[ASSIGNMENT]: Starting from the first line below, repeat the data exactly through to the last.

[MATERIAL TO PROCESS]:
--------------------------------

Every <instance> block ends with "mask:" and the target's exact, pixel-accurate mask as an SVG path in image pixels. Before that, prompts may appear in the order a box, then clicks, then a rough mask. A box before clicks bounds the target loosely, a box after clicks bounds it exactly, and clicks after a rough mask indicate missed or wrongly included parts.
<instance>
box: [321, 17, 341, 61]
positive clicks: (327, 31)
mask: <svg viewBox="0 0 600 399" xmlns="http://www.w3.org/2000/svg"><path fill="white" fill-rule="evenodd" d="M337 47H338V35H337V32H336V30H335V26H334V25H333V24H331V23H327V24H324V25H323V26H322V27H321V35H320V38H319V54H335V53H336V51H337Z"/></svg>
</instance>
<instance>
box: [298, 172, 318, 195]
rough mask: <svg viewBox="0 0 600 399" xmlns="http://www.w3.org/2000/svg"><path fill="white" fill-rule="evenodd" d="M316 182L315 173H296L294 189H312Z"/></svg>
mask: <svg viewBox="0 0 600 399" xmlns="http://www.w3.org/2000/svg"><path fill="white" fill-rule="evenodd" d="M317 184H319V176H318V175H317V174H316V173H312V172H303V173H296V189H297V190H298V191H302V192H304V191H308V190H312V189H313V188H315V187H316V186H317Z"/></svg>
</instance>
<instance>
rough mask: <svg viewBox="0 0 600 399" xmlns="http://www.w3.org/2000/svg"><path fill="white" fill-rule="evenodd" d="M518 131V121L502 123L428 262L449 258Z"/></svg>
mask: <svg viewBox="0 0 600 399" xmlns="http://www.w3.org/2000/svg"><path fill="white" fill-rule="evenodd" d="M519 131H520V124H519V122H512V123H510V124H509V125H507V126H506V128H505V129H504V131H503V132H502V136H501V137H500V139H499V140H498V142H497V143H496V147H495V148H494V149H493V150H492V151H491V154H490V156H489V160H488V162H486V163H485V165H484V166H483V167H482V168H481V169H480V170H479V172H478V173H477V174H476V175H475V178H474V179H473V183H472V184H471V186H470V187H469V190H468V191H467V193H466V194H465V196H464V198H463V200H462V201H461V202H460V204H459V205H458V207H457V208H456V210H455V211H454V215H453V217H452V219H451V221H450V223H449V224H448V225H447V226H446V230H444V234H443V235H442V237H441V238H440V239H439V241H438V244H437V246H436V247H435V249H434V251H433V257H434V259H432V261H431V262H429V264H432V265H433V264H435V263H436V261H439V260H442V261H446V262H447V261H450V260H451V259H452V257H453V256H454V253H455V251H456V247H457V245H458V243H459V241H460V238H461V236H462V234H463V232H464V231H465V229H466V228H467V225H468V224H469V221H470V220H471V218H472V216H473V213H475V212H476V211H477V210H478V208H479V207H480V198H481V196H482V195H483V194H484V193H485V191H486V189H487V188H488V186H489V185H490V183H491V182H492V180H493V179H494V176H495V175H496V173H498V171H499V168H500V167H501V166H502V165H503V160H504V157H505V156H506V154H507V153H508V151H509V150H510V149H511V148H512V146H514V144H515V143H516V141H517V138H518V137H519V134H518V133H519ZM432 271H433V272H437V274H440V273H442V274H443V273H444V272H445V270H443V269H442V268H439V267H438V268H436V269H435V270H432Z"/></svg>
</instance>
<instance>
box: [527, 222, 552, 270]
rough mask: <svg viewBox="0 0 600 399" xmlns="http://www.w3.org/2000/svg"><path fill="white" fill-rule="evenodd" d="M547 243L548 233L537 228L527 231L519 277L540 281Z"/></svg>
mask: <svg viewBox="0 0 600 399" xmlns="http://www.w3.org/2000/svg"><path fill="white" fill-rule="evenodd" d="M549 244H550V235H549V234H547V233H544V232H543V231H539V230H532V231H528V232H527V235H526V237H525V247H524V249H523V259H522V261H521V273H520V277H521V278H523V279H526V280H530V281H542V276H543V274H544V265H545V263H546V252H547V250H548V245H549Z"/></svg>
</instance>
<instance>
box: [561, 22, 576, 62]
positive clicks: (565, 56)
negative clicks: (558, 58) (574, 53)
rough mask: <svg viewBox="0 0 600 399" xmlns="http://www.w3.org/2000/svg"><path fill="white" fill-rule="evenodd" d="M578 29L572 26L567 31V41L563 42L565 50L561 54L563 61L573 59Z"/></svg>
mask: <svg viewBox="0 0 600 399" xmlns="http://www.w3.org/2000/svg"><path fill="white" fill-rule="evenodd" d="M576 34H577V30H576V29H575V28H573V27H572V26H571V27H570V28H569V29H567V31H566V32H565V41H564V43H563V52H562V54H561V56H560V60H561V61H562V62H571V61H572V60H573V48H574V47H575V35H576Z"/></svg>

--------------------------------

[TASK OUTPUT]:
Every <instance> block ends with "mask:" and the target's exact, pixel-accurate mask as an SVG path in image pixels. Before that, prompts may appear in the order a box, then clicks, then a rough mask. A box before clicks bounds the target loosely, a box after clicks bounds it exactly, and clicks after a rough mask indicate missed or wrongly included parts.
<instance>
box: [321, 17, 341, 61]
positive clicks: (327, 31)
mask: <svg viewBox="0 0 600 399" xmlns="http://www.w3.org/2000/svg"><path fill="white" fill-rule="evenodd" d="M337 47H338V35H337V32H336V30H335V26H334V25H333V24H331V23H327V24H324V25H323V26H322V27H321V35H320V38H319V54H335V53H336V51H337Z"/></svg>
</instance>
<instance>
box: [298, 172, 318, 195]
rough mask: <svg viewBox="0 0 600 399" xmlns="http://www.w3.org/2000/svg"><path fill="white" fill-rule="evenodd" d="M316 182L315 173H296L294 189H312Z"/></svg>
mask: <svg viewBox="0 0 600 399" xmlns="http://www.w3.org/2000/svg"><path fill="white" fill-rule="evenodd" d="M317 184H319V176H318V175H317V174H316V173H312V172H303V173H296V189H297V190H298V191H302V192H304V191H308V190H312V189H313V188H315V187H316V186H317Z"/></svg>
</instance>
<instance>
rough mask: <svg viewBox="0 0 600 399" xmlns="http://www.w3.org/2000/svg"><path fill="white" fill-rule="evenodd" d="M518 131V121L502 123L428 262L449 258Z"/></svg>
mask: <svg viewBox="0 0 600 399" xmlns="http://www.w3.org/2000/svg"><path fill="white" fill-rule="evenodd" d="M519 131H520V124H519V122H512V123H510V124H509V125H507V126H506V128H505V129H504V131H503V132H502V136H501V137H500V139H499V140H498V142H497V143H496V147H495V148H494V149H493V150H492V151H491V154H490V156H489V160H488V162H486V163H485V165H484V166H483V167H482V168H481V169H480V170H479V172H478V173H477V174H476V175H475V178H474V179H473V183H472V184H471V186H470V187H469V190H468V191H467V193H466V194H465V196H464V198H463V200H462V201H461V202H460V204H459V205H458V207H457V208H456V210H455V211H454V215H453V217H452V219H451V221H450V223H449V224H448V225H447V226H446V230H444V234H443V235H442V237H441V238H440V239H439V241H438V244H437V246H436V247H435V249H434V251H433V257H434V259H432V261H431V262H429V264H432V265H433V264H435V263H436V261H439V260H442V261H446V262H447V261H450V260H451V259H452V257H453V256H454V253H455V251H456V247H457V245H458V243H459V241H460V238H461V236H462V234H463V232H464V231H465V229H466V228H467V225H468V224H469V221H470V220H471V218H472V216H473V213H475V212H476V211H477V210H478V208H479V207H480V198H481V196H482V195H483V194H484V193H485V191H486V189H487V188H488V186H489V185H490V183H491V182H492V180H493V179H494V176H495V175H496V173H498V171H499V168H500V167H501V166H502V165H503V160H504V157H505V156H506V154H507V153H508V151H509V150H510V149H511V148H512V146H514V144H515V143H516V141H517V138H518V137H519V134H518V133H519ZM432 271H433V272H437V274H440V273H442V274H443V273H444V272H445V270H443V269H442V268H439V267H438V268H436V269H435V270H432Z"/></svg>
</instance>
<instance>
box: [527, 222, 552, 270]
rough mask: <svg viewBox="0 0 600 399" xmlns="http://www.w3.org/2000/svg"><path fill="white" fill-rule="evenodd" d="M547 243L548 233L537 228L527 231L519 277L540 281Z"/></svg>
mask: <svg viewBox="0 0 600 399" xmlns="http://www.w3.org/2000/svg"><path fill="white" fill-rule="evenodd" d="M549 244H550V235H549V234H547V233H544V232H543V231H539V230H532V231H528V232H527V235H526V237H525V247H524V249H523V259H522V261H521V273H520V277H521V278H523V279H526V280H530V281H542V276H543V274H544V265H545V263H546V252H547V250H548V245H549Z"/></svg>
</instance>
<instance>
box: [561, 22, 576, 62]
positive clicks: (565, 56)
negative clicks: (558, 58) (574, 53)
rough mask: <svg viewBox="0 0 600 399" xmlns="http://www.w3.org/2000/svg"><path fill="white" fill-rule="evenodd" d="M578 29L572 26L567 31V41L563 42L565 50L561 54L563 61L573 59Z"/></svg>
mask: <svg viewBox="0 0 600 399" xmlns="http://www.w3.org/2000/svg"><path fill="white" fill-rule="evenodd" d="M576 34H577V30H576V29H575V28H573V27H572V26H571V27H570V28H569V29H567V31H566V32H565V41H564V43H563V52H562V54H561V56H560V60H561V61H562V62H571V61H572V60H573V48H574V47H575V35H576Z"/></svg>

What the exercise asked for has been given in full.